======== Data excerpts ========
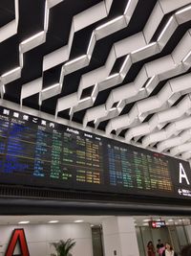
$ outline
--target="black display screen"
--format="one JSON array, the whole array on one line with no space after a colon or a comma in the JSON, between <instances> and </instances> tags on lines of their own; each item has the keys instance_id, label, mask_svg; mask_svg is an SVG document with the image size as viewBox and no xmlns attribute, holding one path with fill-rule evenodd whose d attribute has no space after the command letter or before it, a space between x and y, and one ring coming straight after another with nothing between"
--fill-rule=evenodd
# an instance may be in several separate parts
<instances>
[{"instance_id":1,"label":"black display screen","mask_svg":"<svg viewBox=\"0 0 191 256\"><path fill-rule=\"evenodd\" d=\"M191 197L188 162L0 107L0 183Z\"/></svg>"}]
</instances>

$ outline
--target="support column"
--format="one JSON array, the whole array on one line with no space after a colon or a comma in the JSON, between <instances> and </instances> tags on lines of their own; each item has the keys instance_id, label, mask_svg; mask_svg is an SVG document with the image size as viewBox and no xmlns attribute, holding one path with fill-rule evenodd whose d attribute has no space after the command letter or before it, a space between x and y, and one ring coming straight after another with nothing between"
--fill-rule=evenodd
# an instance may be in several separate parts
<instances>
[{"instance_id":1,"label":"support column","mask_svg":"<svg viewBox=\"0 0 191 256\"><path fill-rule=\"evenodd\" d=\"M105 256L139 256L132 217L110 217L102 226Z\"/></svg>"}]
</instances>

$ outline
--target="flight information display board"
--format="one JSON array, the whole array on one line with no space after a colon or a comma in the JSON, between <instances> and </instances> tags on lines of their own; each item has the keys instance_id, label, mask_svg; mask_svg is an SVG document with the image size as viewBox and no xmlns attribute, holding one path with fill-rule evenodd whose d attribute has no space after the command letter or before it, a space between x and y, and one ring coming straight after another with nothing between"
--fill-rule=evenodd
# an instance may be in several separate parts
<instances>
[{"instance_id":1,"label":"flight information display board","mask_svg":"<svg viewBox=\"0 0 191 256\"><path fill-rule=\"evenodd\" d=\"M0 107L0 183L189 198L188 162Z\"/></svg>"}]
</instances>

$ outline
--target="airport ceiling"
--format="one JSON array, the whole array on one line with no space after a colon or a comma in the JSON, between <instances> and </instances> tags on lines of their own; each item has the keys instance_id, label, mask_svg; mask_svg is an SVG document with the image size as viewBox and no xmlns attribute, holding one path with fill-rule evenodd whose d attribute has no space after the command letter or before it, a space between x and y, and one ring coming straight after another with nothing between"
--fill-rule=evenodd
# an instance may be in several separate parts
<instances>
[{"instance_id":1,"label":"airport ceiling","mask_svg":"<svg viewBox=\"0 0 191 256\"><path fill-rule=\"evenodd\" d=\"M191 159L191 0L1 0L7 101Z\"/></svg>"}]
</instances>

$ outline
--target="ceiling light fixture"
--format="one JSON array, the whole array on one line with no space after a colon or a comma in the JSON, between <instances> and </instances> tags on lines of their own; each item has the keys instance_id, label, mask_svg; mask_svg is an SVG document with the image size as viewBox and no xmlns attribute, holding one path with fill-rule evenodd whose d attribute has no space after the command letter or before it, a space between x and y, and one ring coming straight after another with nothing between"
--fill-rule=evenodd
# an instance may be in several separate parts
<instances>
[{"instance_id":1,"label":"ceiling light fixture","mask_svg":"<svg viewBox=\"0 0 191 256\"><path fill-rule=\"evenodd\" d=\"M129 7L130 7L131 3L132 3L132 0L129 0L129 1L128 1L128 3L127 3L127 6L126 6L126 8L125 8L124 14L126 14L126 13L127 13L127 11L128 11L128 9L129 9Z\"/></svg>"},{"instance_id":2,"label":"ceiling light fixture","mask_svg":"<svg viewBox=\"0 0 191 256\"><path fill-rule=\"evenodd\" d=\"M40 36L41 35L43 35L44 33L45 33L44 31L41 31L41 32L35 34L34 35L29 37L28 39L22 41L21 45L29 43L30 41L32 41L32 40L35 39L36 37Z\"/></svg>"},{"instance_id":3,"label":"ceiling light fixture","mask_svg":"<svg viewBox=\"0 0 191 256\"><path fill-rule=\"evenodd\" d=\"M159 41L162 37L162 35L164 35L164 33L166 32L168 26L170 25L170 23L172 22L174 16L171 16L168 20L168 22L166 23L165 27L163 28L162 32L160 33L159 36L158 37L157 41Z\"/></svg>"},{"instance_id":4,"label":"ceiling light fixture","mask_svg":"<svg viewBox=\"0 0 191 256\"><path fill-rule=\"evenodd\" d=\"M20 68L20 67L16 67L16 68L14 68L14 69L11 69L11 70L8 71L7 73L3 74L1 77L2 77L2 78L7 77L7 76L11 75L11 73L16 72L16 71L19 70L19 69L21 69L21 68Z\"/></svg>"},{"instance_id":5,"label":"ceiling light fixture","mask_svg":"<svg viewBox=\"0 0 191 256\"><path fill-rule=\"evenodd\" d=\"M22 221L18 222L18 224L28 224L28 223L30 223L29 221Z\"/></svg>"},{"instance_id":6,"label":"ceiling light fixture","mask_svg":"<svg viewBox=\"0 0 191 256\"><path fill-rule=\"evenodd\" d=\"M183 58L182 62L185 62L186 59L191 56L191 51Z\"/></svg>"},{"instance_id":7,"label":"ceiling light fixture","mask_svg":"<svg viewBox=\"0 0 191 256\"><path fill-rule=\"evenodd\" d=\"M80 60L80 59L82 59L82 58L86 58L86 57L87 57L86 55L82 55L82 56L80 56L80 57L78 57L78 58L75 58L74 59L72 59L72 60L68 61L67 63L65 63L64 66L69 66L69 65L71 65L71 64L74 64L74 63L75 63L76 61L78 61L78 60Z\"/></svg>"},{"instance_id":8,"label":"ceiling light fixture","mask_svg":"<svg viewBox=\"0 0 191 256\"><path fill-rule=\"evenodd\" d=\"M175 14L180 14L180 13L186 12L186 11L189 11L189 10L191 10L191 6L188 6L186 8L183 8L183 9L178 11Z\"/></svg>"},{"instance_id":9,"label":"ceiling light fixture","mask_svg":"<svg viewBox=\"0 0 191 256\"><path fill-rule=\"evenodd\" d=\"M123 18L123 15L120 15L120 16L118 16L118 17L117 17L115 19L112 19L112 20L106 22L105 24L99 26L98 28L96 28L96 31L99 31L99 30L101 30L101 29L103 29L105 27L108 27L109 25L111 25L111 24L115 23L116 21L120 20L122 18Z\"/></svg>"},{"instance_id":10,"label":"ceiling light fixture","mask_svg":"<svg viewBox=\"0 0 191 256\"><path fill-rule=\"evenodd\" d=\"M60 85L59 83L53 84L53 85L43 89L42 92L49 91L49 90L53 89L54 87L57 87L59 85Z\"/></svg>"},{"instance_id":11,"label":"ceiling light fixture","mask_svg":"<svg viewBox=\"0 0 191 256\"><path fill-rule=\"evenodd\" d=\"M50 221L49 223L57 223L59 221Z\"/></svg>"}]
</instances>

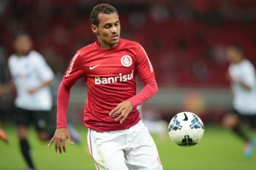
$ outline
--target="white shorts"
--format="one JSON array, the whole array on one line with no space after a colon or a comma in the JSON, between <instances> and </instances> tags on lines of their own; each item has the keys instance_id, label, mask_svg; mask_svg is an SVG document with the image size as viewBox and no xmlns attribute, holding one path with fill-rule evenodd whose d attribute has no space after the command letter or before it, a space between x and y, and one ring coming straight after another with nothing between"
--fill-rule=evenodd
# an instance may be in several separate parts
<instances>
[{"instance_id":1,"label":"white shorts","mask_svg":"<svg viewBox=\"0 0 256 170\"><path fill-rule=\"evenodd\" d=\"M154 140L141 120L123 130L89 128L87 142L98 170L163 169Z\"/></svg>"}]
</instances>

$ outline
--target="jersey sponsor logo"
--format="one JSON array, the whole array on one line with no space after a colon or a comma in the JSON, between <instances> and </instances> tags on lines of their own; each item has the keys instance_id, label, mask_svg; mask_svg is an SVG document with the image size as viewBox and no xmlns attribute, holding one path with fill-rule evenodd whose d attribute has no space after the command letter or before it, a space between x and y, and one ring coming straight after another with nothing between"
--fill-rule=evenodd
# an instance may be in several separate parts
========
======== Data excerpts ========
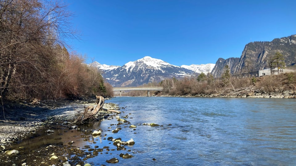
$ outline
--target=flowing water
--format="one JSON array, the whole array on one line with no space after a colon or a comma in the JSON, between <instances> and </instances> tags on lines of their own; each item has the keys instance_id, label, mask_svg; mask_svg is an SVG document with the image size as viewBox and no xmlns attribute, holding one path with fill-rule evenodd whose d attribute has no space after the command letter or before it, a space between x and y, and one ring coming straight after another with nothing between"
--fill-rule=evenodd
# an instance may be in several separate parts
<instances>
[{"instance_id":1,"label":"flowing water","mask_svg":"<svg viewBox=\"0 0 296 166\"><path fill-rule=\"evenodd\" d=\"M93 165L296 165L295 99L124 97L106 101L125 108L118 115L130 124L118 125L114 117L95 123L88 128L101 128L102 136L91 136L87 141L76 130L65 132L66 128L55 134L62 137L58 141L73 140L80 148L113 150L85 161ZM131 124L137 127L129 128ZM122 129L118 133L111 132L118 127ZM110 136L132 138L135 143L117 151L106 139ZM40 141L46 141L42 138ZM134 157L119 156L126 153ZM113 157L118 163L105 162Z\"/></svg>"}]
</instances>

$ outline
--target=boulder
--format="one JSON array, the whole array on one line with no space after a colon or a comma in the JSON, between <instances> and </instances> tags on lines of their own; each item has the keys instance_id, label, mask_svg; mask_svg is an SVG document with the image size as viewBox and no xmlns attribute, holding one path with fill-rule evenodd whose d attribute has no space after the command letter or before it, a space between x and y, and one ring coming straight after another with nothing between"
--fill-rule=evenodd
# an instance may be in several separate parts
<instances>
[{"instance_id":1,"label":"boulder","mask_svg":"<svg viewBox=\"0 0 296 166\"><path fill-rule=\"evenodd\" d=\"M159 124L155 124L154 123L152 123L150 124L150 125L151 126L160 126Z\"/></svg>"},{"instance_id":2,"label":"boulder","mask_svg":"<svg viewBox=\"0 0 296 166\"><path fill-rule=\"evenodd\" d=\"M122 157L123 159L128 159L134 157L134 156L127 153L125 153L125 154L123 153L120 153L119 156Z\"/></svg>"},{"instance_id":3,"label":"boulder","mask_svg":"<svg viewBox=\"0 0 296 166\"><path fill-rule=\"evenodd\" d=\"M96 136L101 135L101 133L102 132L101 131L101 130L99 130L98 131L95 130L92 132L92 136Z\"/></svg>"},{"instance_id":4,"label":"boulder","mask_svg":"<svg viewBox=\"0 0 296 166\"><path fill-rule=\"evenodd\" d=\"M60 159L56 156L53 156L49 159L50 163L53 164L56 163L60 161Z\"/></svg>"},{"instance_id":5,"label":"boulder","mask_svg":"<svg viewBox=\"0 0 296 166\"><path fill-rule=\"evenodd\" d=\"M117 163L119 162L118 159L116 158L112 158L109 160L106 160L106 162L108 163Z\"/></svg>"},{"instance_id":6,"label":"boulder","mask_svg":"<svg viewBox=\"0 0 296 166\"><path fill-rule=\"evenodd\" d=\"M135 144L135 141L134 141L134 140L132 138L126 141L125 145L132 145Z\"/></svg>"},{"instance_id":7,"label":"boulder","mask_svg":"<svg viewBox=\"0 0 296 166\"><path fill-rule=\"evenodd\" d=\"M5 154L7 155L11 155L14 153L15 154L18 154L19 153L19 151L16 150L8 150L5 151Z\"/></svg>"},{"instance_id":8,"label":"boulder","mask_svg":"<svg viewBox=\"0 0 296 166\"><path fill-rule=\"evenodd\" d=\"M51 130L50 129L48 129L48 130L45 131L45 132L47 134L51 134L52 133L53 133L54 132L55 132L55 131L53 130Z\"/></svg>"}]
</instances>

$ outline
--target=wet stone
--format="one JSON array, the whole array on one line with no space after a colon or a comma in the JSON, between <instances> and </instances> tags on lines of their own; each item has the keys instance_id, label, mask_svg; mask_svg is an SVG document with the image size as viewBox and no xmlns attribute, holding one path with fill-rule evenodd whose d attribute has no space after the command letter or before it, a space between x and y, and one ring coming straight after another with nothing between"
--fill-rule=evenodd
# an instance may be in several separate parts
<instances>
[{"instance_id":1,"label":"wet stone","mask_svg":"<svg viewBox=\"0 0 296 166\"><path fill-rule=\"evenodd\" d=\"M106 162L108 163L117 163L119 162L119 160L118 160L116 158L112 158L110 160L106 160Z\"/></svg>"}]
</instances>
========
======== Data excerpts ========
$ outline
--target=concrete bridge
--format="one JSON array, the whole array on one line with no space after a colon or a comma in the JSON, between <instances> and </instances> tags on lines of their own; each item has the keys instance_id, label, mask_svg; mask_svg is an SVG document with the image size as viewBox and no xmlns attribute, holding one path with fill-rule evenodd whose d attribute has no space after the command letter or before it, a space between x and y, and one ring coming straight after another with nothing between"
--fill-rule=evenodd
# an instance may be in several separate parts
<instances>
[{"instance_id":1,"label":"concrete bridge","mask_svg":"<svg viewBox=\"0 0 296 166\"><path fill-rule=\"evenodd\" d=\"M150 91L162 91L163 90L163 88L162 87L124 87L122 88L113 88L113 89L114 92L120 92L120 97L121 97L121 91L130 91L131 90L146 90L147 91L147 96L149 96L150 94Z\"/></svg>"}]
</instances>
========
_Exercise directions_
Pull out every line in the records above that contains the string "information", treating uppercase and lowercase as different.

_Full solution_
--target="flight information display board"
[{"instance_id":1,"label":"flight information display board","mask_svg":"<svg viewBox=\"0 0 191 256\"><path fill-rule=\"evenodd\" d=\"M0 107L0 183L189 198L188 162Z\"/></svg>"}]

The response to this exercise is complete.